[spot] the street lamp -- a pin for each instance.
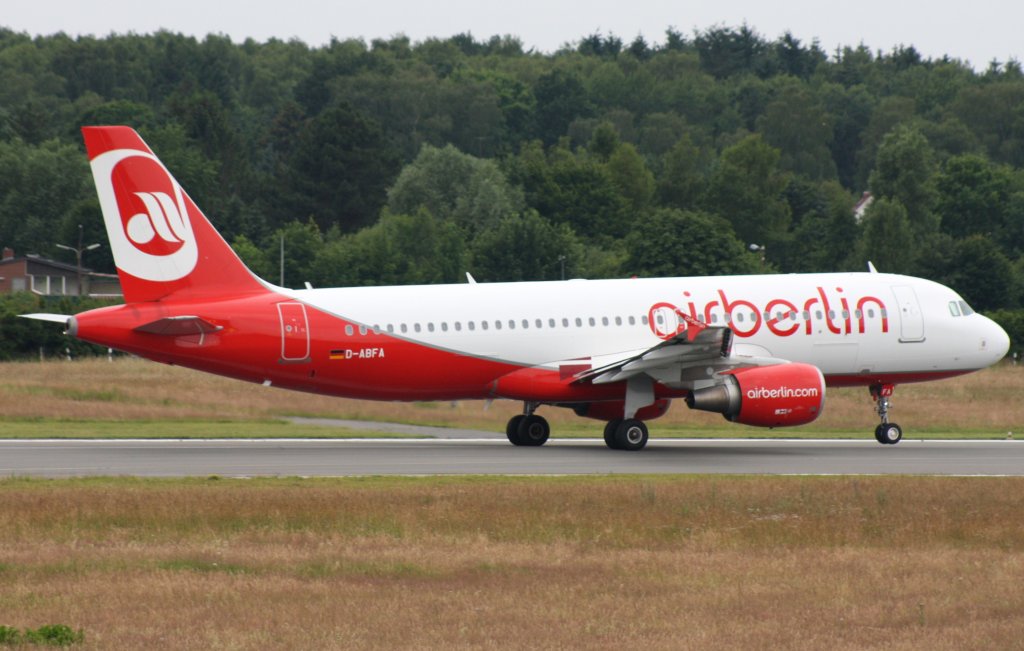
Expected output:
(78, 256)
(759, 249)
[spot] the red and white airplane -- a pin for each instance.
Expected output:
(759, 349)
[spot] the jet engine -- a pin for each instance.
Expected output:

----------

● **What to work on**
Emit verbatim the lines running from the one with "[spot] the red" through the last line of the data, both endpoints inclusive.

● **Solved problem**
[spot] the red and white airplane -- a pin for each instance.
Expected output:
(759, 349)
[spot] the jet engine -- a pin for each instance.
Expected output:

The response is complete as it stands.